Sale or Delivery of Cannabis Lawyers in Orlando, FL

Sale of Delivery of Cannabis in Florida – Leppard Law: Orlando’s Top Criminal Defense Attorney

What Constitutes the Offense?

Under Section 893.13 of the Florida Statutes, the crime of Sale or Delivery of Cannabis is committed when an individual engages in one of the following activities:

Selling Cannabis: The direct exchange of cannabis for money or other goods.

Manufacturing Cannabis: The process of growing or producing cannabis with the intent to distribute it.

Delivering Cannabis: The act of transferring cannabis from one person to another, regardless of whether money or goods are exchanged.

Possessing Cannabis with Intent: Having cannabis in your possession with the clear intention to sell, manufacture, or deliver it. This is often determined through circumstantial evidence, such as the presence of scales, baggies, or large amounts of cash.

Being charged under Sec. 893.13 is a serious matter that can have long-lasting implications:

Criminal Record: A conviction will result in a permanent criminal record, which can affect employment opportunities, housing applications, and even the ability to travel internationally.

Financial Penalties: Fines can be substantial, often reaching into the thousands of dollars.

Incarceration: Depending on the severity of the offense and prior criminal history, jail or prison time is a real possibility.

Loss of Civil Liberties: Convictions may result in the loss of certain civil liberties, including the right to vote or possess a firearm.

Probation or Parole: Even if you avoid jail time, you may be subjected to a period of probation or parole, which comes with its own set of restrictions and requirements.

The Role of an Experienced Attorney

If you find yourself charged under this statute, the assistance of an experienced attorney is crucial for several reasons:

Legal Strategy: An attorney can help you understand the charges against you and develop a defense strategy, which may include challenging the legality of the search that led to your arrest, questioning the evidence, or negotiating a plea deal.

Court Representation: Having a legal expert to represent you in court can make a significant difference in how your case is presented and argued, thereby affecting the outcome.

Understanding of the Law: Laws and regulations surrounding cannabis are complex and ever-changing. An attorney who specializes in this area will be up-to-date on the latest legal developments.

┄┄┄┄┄┄

Aim 1:
According to the page on cannabis sale or delivery charges, which section of the Florida Statutes defines the offense?

┄┄┄┄┄┄

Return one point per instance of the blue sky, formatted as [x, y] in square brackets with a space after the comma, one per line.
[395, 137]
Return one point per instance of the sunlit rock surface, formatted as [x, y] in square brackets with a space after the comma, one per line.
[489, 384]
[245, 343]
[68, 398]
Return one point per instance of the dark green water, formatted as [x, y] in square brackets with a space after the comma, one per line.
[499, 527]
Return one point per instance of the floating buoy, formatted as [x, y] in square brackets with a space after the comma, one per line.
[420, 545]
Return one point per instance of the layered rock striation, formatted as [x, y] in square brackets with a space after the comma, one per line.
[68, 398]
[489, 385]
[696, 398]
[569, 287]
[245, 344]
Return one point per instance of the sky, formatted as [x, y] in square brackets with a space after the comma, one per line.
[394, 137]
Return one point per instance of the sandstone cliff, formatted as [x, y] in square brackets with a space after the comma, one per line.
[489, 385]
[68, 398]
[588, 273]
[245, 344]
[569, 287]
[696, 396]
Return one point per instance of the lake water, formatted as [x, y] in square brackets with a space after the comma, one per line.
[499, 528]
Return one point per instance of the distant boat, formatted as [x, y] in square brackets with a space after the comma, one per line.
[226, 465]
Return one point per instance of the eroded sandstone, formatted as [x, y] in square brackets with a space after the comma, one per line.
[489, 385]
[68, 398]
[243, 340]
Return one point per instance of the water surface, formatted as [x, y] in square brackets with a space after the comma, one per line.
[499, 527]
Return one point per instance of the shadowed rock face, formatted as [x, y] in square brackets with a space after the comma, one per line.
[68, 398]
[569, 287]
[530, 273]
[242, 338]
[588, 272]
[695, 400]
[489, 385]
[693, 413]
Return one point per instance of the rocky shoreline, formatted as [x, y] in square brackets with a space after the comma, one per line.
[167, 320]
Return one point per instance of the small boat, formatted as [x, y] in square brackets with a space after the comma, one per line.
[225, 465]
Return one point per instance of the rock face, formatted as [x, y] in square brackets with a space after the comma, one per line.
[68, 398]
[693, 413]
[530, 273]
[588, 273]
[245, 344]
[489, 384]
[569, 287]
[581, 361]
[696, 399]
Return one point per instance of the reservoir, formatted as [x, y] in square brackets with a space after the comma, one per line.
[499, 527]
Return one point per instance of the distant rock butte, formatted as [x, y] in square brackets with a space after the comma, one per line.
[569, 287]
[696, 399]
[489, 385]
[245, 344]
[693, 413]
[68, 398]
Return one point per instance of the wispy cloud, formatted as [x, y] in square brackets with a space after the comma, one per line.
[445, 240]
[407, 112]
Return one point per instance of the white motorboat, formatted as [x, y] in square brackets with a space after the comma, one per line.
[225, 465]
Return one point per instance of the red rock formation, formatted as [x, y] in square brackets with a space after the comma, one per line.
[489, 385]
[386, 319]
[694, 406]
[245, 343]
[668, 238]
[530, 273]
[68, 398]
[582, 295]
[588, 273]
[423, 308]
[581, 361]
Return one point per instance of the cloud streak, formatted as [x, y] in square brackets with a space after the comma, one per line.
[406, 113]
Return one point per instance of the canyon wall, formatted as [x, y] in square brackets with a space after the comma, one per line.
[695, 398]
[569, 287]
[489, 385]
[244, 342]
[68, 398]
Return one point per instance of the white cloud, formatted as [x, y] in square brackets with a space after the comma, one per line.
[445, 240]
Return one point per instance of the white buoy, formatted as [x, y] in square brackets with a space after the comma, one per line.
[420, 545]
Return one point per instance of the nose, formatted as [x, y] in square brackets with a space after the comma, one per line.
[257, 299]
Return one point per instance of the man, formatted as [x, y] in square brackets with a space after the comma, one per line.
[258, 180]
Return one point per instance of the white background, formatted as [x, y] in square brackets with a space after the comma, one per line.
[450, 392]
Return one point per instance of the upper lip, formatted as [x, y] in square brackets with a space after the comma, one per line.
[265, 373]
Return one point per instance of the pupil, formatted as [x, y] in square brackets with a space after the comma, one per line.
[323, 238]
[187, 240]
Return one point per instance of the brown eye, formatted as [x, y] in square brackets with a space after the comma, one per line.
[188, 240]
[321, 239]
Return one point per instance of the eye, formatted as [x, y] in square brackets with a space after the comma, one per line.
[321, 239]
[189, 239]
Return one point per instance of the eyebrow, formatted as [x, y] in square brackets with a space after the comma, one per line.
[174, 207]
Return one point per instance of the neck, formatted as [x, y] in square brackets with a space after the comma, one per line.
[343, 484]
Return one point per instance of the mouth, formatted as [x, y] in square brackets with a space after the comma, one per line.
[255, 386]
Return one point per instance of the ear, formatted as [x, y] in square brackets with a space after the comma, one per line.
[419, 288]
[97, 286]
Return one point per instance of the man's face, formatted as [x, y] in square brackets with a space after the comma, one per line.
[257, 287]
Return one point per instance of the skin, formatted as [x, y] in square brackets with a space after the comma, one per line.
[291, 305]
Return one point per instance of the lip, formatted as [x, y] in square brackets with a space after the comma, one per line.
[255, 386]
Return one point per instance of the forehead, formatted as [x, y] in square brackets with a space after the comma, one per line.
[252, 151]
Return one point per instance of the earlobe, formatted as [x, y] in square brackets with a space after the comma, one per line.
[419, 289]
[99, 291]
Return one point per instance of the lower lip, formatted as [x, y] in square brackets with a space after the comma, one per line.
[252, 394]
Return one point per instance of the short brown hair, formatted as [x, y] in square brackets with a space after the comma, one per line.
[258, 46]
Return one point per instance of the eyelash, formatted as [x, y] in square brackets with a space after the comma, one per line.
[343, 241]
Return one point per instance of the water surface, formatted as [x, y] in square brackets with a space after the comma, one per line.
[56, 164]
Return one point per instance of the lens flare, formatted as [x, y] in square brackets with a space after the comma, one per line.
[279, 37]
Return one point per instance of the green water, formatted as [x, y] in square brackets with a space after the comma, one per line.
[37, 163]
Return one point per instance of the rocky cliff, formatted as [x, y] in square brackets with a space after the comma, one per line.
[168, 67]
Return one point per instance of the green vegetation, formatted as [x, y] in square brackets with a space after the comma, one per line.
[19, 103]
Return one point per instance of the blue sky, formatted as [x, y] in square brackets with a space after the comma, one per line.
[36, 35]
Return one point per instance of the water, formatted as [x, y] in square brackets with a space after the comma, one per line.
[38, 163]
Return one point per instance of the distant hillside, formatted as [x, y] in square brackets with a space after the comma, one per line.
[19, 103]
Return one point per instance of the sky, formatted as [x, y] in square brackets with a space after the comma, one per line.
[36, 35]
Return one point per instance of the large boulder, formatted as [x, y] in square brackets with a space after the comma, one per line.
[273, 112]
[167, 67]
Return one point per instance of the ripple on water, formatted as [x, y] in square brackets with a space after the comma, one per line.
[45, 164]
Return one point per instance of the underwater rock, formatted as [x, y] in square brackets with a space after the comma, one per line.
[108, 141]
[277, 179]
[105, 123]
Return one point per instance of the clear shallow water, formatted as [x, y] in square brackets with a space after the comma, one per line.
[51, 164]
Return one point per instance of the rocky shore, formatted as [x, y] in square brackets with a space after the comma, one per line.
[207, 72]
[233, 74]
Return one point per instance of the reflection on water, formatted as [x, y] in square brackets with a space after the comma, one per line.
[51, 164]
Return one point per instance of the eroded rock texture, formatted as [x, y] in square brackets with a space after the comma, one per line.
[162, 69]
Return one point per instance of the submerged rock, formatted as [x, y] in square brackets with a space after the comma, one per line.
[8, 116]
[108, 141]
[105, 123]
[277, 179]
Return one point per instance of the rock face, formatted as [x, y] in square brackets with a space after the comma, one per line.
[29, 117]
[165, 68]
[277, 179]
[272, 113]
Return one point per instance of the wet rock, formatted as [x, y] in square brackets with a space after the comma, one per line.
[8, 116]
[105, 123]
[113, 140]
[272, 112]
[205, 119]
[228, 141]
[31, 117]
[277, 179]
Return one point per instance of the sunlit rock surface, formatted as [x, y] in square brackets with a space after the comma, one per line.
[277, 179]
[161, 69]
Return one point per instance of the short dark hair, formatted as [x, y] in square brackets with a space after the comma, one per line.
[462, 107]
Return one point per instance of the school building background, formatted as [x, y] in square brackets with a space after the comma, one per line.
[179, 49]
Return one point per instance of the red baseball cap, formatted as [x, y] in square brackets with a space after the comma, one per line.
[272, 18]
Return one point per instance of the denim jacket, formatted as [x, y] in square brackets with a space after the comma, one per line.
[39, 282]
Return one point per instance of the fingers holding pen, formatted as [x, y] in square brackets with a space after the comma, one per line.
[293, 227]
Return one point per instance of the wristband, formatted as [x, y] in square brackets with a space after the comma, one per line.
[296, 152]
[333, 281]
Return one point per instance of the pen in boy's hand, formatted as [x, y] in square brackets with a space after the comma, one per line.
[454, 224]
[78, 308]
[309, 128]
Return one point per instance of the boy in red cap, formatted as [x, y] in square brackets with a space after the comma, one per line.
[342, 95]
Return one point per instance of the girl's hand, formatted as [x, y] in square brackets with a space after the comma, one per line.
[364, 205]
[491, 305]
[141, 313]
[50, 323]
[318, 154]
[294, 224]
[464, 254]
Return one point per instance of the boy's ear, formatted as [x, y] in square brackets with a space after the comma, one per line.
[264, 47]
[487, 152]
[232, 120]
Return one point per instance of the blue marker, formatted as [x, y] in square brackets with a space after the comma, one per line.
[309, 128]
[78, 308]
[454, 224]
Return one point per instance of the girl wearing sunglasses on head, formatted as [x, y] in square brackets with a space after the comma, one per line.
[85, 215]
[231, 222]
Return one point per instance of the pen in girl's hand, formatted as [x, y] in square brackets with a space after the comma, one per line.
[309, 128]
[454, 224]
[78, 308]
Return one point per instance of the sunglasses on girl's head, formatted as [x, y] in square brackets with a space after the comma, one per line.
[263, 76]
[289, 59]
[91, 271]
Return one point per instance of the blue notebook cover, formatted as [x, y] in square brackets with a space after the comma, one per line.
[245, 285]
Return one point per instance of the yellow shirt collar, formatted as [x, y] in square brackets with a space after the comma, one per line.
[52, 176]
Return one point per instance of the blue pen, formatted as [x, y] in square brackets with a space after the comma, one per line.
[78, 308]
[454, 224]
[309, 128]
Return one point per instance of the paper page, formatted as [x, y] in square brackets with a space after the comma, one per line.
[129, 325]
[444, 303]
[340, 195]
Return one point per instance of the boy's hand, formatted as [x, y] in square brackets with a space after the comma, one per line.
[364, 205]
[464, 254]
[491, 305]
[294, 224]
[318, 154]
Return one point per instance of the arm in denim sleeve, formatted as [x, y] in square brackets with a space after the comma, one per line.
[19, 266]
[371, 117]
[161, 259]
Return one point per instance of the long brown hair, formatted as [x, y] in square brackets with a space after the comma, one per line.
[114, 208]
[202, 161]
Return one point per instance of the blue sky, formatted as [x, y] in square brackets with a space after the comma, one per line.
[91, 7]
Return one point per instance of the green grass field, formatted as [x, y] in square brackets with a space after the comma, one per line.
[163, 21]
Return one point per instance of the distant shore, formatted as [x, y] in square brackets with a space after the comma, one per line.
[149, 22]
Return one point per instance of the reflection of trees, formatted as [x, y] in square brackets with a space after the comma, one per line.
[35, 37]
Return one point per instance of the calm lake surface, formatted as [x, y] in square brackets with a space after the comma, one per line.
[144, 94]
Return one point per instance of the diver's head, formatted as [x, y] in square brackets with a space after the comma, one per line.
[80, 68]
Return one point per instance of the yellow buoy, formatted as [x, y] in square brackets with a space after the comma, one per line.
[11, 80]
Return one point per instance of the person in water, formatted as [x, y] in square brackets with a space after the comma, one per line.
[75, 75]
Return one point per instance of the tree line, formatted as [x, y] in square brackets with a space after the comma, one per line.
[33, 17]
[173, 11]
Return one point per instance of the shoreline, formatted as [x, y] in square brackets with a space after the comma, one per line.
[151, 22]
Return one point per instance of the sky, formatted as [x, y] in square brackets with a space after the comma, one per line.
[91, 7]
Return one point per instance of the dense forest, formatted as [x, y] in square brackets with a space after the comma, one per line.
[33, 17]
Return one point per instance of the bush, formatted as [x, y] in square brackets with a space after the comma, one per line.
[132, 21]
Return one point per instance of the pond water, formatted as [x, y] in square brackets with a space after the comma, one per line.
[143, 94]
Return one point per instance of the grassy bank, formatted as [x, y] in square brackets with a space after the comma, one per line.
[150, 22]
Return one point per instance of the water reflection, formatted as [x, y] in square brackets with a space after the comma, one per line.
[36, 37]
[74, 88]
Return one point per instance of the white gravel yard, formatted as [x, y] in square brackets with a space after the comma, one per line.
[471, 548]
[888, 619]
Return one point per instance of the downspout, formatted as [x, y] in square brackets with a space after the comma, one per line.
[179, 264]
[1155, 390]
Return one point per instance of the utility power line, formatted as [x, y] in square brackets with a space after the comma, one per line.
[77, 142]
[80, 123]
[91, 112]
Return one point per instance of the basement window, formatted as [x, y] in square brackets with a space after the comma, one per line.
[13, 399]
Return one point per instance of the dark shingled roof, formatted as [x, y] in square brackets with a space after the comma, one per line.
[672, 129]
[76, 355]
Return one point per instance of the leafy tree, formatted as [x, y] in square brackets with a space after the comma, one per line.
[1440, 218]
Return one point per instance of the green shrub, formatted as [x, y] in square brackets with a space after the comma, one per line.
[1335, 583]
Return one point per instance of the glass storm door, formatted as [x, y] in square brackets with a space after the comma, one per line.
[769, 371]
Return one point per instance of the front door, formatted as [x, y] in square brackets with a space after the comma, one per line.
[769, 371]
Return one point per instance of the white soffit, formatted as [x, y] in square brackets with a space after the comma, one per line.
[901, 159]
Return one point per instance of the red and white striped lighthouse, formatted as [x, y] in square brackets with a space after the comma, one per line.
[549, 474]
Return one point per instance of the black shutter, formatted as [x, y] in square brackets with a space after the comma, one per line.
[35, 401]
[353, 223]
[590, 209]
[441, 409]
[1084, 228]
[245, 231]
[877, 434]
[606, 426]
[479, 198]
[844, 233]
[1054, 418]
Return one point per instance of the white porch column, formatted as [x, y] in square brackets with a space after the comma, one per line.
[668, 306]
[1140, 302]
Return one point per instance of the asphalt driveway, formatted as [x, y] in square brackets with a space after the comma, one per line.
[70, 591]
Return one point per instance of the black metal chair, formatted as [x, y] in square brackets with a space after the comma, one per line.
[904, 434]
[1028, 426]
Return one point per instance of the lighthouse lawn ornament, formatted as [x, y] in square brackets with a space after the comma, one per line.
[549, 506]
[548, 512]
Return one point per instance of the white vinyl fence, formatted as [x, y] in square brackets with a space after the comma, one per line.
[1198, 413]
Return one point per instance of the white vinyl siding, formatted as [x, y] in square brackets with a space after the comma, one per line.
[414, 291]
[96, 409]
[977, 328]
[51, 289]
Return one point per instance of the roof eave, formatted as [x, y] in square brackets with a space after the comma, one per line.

┄┄┄┄┄┄

Aim 2:
Pick out every line of the records that contains the string "cloud". Matching is case-sensitive.

Task output 1:
Section 893.13 of the Florida Statutes.

Task output 2:
Return one point per instance of the wispy cloud, formatted as [x, y] in square brackets with a space after the comma, one per line.
Return one point per instance of the cloud streak, formatted as [x, y] in square brackets with a space after the comma, one per line.
Return one point per instance of the white cloud, formatted as [x, y] in square brackets with a space after the comma, one per line.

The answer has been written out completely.